▸ Written instruction:
Every line from the one with "Target: orchid plant" through the end of the records below should be restated word for word, and nothing outside that span.
═════ Listed records ═════
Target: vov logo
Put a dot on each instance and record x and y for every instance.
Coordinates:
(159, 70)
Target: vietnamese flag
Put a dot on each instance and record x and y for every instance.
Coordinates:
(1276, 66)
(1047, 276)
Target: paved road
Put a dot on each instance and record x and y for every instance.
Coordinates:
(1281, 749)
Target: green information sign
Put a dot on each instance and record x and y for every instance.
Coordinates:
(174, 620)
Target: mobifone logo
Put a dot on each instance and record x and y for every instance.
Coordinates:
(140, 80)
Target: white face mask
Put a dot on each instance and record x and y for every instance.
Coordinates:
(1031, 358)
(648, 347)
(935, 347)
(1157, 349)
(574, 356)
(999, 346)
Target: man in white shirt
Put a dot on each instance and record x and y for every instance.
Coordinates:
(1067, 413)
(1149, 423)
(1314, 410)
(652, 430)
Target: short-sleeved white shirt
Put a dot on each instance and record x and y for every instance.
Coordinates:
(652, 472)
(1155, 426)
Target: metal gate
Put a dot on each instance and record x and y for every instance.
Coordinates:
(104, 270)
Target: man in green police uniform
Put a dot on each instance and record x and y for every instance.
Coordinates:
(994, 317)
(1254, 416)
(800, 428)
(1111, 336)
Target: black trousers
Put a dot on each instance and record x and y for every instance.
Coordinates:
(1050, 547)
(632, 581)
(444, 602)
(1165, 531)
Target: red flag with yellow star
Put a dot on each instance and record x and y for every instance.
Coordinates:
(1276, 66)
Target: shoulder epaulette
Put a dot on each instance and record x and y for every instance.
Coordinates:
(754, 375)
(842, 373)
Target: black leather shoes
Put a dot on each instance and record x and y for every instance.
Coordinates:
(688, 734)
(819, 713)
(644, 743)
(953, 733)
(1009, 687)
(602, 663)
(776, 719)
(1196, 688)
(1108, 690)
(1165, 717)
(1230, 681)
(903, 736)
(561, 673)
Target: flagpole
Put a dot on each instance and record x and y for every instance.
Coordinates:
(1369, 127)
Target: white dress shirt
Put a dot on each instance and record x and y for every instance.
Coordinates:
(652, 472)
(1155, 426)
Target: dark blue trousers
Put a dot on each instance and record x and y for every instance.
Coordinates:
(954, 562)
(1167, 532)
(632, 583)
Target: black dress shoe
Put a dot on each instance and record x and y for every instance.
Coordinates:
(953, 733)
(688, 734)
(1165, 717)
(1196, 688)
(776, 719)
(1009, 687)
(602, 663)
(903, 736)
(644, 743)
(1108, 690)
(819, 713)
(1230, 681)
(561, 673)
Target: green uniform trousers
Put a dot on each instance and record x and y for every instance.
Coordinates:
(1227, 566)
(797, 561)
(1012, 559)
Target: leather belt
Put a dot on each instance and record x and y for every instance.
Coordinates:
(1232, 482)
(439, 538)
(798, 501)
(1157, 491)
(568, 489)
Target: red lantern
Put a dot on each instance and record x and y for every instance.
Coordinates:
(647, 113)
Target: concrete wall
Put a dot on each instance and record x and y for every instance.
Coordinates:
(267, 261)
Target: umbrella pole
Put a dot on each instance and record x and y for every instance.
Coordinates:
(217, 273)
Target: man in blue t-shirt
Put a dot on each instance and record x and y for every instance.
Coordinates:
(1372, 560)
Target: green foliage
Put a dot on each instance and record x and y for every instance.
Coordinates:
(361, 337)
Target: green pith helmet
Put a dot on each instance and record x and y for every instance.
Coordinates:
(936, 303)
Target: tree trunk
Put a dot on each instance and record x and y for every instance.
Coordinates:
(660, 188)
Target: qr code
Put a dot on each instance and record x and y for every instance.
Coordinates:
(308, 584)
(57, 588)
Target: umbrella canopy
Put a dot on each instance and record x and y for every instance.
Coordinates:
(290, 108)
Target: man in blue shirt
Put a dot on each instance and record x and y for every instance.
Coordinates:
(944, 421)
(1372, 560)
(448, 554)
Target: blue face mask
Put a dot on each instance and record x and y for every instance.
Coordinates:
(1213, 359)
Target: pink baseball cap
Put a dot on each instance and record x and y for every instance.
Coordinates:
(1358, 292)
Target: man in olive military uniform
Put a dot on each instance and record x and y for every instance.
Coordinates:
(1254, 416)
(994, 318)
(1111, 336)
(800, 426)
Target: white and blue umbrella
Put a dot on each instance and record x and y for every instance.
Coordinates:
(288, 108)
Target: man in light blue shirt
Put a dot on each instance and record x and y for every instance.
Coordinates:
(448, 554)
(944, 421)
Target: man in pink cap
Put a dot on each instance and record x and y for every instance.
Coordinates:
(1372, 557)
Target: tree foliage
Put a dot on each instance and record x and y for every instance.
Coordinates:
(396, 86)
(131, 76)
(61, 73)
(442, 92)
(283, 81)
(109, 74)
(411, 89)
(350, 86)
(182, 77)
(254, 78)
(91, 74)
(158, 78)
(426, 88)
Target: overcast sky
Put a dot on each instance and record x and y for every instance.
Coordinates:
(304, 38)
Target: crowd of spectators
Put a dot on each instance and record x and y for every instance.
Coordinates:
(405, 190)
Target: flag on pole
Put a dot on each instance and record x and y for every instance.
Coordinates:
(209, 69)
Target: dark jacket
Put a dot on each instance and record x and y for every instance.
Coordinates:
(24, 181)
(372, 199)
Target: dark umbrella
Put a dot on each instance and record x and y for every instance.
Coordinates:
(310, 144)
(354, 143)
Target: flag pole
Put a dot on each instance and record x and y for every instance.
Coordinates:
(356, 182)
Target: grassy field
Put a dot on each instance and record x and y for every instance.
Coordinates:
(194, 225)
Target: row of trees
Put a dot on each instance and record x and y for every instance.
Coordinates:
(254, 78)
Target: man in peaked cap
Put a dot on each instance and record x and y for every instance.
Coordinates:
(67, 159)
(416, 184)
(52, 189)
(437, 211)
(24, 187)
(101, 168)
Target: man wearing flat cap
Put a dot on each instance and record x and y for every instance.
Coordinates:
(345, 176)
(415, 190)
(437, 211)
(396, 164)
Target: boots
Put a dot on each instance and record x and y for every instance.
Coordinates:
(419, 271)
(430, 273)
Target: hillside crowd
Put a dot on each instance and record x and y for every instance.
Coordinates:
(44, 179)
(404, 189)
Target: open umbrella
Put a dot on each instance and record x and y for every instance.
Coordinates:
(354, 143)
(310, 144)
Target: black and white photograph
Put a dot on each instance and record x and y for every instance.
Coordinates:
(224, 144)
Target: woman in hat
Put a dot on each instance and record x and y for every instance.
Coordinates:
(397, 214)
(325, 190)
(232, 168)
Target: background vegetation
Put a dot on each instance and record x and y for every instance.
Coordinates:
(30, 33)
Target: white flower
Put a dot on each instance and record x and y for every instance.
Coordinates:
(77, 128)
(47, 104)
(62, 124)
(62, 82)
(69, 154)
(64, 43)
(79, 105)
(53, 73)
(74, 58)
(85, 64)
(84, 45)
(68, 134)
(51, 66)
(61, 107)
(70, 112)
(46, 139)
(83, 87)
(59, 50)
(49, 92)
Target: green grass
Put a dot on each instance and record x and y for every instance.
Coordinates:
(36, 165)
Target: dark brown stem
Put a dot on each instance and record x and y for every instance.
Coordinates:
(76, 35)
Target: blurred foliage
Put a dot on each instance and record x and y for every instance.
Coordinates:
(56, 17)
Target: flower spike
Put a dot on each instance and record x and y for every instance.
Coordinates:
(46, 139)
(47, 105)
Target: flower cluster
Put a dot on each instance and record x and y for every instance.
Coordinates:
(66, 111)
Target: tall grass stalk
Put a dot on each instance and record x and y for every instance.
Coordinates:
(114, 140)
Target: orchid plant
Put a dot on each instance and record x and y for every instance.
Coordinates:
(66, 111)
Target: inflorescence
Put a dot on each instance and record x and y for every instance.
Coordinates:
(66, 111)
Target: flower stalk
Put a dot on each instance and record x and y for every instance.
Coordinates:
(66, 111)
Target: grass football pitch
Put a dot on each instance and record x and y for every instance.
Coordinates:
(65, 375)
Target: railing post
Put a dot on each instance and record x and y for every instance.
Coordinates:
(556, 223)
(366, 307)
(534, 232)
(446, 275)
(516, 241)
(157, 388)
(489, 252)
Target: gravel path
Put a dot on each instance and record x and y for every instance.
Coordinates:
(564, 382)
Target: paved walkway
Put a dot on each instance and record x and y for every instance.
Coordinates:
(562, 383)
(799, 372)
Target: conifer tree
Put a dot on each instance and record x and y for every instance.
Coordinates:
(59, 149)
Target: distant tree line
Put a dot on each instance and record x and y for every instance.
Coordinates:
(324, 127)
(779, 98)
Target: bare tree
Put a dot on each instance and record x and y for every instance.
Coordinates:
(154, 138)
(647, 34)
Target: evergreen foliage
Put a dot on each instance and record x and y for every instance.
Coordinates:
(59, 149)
═════
▸ Problem solution:
Target: orchid plant
Put a dot on each instance and record x and y for every instance.
Coordinates:
(66, 111)
Target: inflorescence
Put a dot on each instance and record x and y for every instance.
Coordinates:
(66, 111)
Target: flower stalk
Put a dot on each instance and record x and y for every instance.
Coordinates:
(66, 111)
Target: grass football pitch
Put a dot on each instance and record x and y for every instance.
Coordinates:
(65, 375)
Target: railing post
Put a dot on each instance and record x and y for every instance.
Coordinates:
(556, 223)
(366, 307)
(534, 232)
(446, 275)
(516, 241)
(157, 388)
(489, 252)
Target: gravel path
Put a dot on each instance and record x and y for every instance.
Coordinates:
(564, 382)
Target: paved walkway
Put a dot on each instance and record x and y for every instance.
Coordinates:
(562, 383)
(799, 372)
Target: conifer tree
Put a dot on each instance and record x and y for every instance.
Coordinates:
(59, 149)
Target: distant tree line
Put a dot on each instance and record x and y for every instance.
Coordinates:
(324, 127)
(779, 98)
Target: bare tree
Put a dot on each instance and record x and y for every instance.
Coordinates:
(154, 138)
(647, 34)
Target: evergreen foliage
Put a dot on each instance and record x and y for every instance.
Coordinates:
(59, 149)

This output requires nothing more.